| What the task requires |
Please answer these questions using the Lords debate excerpt:
(a) What kind of scheme is the negligence scheme described as?
(b) Which Reith lecturer examined why doctors fail?
(c) What campaign's pledges can hospitals apply for?

| Source passage |
——

(9 years, 10 months ago)
Lords ChamberMy Lords, potentially, independent sector providers may elect to be members of the negligence scheme, although only in respect of their NHS services. Therefore, only NHS-related liabilities would be covered in those circumstances. It is a pay-as-you-go pooled scheme, and I do not therefore have the figure that my noble friend requested. If I can get the figure disaggregated for him, I would be happy to write. In answer to his last question, I take it that he is asking whether the provider would be allowed to continue treatment, having been found to be negligent or having admitted negligence. That decision would be clinically led, with the patient exercising choice in each individual case.
My Lords, may I suggest an examination of the area of clinical governance? I and my family are not alone in having a negative experience of a disjointed, rather than an integrated, clinical governance network, where communication between departments and individuals was virtually non-existent. The admirable Reith lecturer, Dr Atul Gawande, examined the concept regarding why doctors fail, and one of the main reasons he came up with was that policies that fragment a unified system rather than cohere the system were in the interests of neither patients nor the NHS, as can be seen with these claims.
The noble Lord makes a series of good points. He may be interested to know that part of the series of pledges that form the Sign up to Safety campaign, which hospitals can apply for, can include the principles of being transparent with people—including about any mistakes that have been made and what is being done to tackle safety issues—and collaboration, by taking a leading role in supporting local collaborative learning, so that the system genuinely can work together and learn together.

——

| Information given |

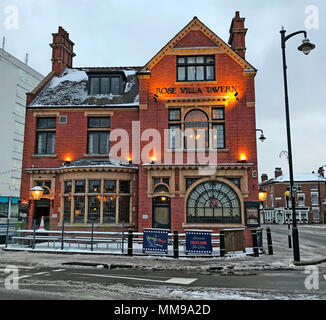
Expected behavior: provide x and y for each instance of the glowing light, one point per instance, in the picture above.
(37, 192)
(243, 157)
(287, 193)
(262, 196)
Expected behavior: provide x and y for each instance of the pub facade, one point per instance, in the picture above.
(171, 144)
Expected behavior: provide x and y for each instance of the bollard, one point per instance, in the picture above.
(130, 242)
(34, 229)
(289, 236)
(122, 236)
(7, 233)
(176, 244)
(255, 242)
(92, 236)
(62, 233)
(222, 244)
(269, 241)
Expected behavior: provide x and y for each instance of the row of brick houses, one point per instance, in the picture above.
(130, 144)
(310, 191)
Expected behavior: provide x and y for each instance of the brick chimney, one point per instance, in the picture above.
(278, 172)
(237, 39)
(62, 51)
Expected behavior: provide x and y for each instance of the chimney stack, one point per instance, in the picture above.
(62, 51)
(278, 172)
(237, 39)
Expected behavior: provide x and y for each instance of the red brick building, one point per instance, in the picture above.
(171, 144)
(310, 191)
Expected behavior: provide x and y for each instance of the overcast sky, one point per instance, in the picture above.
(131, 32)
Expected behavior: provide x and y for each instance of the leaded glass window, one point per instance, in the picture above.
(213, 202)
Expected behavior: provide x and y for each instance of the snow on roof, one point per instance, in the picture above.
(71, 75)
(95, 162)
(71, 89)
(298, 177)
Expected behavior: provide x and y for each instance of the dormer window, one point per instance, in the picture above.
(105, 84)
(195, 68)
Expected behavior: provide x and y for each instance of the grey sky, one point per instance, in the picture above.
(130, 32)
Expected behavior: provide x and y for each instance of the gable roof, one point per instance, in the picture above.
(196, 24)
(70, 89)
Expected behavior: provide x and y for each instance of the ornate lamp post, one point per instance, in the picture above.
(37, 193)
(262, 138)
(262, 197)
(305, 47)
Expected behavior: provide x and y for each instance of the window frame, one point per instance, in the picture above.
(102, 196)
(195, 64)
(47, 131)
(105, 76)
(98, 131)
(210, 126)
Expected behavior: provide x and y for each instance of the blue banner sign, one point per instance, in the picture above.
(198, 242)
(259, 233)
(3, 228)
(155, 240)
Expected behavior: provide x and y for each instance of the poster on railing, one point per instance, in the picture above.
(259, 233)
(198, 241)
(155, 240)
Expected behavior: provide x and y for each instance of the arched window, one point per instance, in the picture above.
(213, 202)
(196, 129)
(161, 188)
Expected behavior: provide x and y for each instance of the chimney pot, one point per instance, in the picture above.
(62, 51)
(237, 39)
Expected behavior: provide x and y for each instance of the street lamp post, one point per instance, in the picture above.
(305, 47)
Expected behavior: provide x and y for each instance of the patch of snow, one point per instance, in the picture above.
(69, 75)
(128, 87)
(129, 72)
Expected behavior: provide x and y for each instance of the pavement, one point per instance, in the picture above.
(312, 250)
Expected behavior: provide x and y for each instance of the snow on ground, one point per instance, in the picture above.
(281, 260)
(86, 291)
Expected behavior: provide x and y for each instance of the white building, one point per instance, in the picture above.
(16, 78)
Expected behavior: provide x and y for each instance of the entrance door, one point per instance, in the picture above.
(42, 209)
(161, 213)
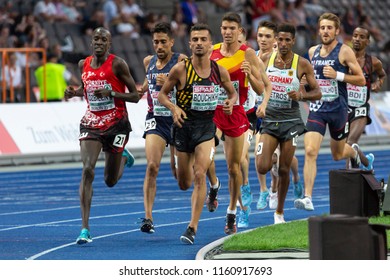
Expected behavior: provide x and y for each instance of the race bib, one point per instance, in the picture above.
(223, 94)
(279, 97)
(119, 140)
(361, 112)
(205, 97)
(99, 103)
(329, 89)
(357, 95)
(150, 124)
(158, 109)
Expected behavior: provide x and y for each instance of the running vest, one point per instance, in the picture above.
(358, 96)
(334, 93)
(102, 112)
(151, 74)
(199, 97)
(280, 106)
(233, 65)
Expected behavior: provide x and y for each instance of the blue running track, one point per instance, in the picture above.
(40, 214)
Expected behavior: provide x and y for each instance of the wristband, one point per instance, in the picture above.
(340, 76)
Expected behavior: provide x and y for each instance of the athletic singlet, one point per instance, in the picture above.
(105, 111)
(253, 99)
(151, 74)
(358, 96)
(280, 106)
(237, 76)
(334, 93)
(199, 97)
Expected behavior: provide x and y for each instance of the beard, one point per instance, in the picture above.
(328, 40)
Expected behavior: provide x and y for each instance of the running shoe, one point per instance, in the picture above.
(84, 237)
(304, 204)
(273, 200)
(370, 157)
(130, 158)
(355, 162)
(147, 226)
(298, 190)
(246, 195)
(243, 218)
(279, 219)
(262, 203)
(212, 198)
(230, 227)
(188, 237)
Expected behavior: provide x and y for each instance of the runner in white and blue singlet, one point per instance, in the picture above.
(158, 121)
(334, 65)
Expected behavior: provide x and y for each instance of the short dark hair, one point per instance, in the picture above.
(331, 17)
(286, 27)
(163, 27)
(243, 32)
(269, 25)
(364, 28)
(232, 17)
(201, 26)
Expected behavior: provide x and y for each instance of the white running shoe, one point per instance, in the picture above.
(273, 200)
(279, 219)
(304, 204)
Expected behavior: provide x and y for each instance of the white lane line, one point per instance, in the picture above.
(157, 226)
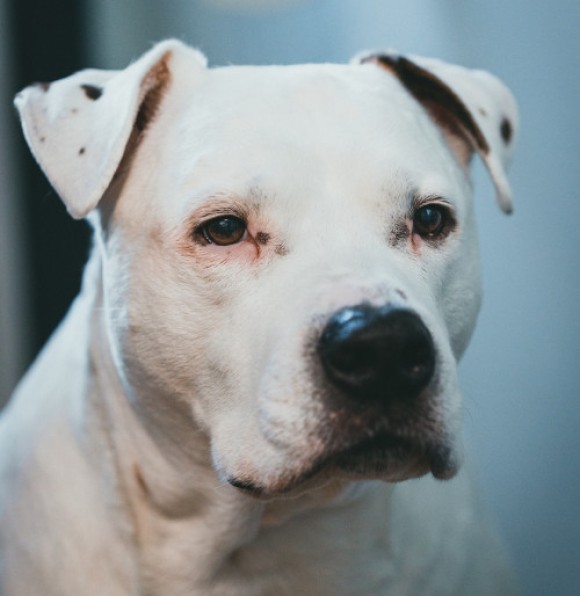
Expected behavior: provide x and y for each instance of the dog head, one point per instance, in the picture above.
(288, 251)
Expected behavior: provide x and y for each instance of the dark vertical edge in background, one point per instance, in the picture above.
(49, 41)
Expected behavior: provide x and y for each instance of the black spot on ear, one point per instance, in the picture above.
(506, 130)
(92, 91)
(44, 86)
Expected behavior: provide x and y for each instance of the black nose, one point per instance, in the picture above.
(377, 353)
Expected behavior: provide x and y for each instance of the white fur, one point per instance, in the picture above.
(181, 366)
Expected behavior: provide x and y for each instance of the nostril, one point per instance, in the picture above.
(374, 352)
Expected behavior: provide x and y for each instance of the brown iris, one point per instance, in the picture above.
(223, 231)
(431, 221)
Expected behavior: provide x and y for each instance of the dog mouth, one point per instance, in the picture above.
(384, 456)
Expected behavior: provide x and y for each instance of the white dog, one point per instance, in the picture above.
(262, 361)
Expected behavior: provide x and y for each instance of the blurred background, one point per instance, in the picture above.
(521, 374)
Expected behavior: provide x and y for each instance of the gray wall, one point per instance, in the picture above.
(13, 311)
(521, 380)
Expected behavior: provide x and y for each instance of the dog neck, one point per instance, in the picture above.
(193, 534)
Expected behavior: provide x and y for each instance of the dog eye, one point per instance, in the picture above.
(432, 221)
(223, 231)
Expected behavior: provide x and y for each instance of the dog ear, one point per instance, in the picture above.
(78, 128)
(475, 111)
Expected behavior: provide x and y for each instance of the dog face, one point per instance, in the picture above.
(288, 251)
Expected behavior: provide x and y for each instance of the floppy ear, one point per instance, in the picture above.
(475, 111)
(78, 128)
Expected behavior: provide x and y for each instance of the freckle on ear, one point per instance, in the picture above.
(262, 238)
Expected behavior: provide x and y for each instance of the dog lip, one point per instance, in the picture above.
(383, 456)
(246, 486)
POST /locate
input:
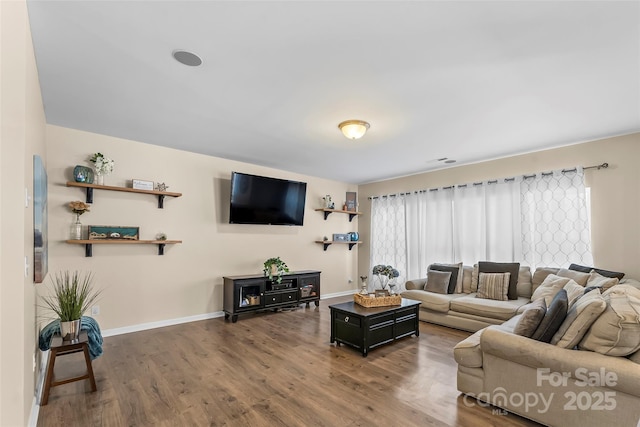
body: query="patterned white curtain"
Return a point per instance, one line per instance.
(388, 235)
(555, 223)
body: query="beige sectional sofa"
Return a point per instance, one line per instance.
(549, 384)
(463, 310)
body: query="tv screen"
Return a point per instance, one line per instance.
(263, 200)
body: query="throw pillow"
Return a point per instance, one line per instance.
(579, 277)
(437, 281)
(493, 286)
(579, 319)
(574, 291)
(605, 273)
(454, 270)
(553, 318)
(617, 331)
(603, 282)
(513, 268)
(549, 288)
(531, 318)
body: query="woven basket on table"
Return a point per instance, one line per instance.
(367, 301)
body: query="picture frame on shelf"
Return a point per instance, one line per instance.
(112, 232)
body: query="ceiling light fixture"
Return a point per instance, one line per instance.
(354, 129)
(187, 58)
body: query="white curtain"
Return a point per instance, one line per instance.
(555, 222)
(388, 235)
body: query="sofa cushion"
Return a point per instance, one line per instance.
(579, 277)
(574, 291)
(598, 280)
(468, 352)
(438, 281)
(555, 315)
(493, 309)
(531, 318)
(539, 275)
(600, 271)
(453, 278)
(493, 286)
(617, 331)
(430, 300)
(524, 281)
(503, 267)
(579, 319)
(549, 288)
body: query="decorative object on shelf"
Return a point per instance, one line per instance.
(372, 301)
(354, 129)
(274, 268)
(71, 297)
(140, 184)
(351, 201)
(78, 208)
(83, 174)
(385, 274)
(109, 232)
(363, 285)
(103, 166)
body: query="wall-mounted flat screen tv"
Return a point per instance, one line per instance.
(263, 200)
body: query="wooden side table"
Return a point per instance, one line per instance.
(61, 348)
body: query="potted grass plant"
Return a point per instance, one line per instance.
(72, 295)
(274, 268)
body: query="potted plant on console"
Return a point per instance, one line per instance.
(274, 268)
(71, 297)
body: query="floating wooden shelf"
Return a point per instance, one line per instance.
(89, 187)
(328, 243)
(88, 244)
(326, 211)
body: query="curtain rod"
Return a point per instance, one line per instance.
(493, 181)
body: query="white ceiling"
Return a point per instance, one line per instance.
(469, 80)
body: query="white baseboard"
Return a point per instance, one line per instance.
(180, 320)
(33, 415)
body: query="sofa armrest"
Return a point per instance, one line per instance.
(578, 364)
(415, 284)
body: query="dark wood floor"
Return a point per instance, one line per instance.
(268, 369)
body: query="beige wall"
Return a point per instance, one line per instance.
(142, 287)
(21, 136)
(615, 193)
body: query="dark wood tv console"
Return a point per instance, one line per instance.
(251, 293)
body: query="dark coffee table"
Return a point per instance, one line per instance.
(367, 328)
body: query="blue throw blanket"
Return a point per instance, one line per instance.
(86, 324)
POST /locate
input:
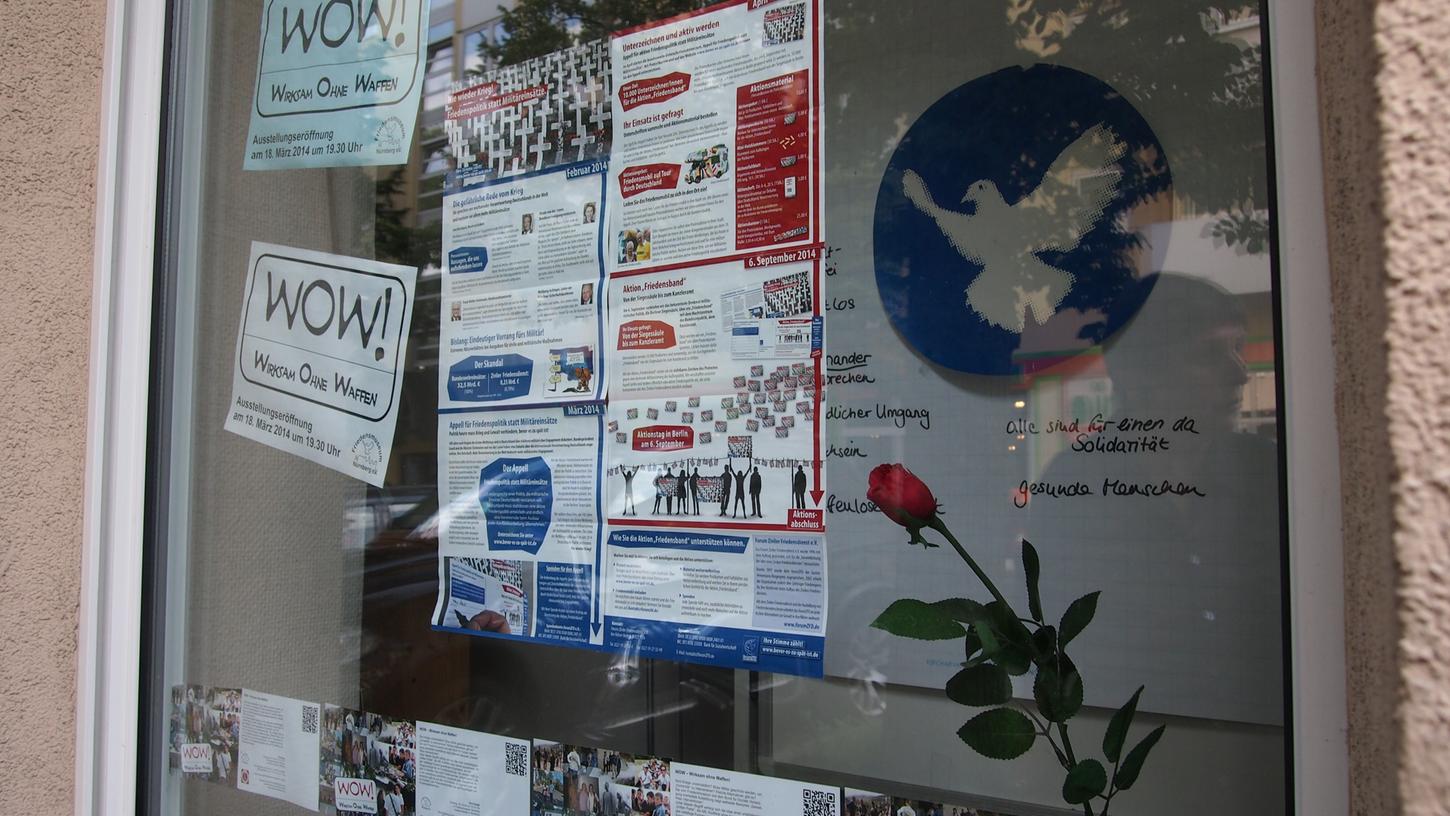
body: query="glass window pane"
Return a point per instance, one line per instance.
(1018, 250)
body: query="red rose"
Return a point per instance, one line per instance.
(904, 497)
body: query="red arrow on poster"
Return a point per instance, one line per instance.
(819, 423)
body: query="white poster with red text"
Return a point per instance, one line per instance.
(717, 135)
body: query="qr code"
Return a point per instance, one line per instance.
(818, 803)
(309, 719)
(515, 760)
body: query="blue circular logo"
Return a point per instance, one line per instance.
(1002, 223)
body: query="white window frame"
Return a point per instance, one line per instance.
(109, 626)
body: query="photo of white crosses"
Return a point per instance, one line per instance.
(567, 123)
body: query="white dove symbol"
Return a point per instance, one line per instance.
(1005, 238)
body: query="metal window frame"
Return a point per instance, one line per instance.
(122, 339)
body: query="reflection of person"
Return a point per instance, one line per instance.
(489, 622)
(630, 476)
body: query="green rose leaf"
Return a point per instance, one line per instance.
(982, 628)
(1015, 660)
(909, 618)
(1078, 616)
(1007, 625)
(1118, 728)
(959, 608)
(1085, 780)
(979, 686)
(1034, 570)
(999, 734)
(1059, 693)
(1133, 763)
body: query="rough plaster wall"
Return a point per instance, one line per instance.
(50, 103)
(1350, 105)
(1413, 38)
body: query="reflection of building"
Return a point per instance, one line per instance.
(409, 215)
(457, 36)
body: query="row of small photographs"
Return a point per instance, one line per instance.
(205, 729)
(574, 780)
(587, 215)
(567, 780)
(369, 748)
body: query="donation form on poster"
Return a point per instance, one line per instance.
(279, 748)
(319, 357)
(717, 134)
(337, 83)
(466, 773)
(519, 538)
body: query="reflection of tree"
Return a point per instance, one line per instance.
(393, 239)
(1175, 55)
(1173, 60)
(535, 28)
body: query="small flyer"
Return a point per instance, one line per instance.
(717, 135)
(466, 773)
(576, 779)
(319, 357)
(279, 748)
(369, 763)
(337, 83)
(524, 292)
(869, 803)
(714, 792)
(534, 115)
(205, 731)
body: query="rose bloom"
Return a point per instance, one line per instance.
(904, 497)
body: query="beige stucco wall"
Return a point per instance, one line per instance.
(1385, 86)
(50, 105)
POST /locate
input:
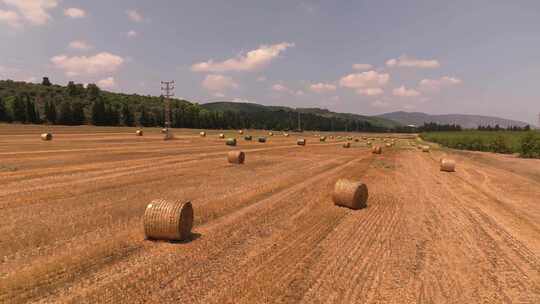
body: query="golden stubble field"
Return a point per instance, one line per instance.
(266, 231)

——

| Problem solution |
(a) A pay-as-you-go pooled scheme.
(b) Dr Atul Gawande.
(c) The Sign up to Safety campaign.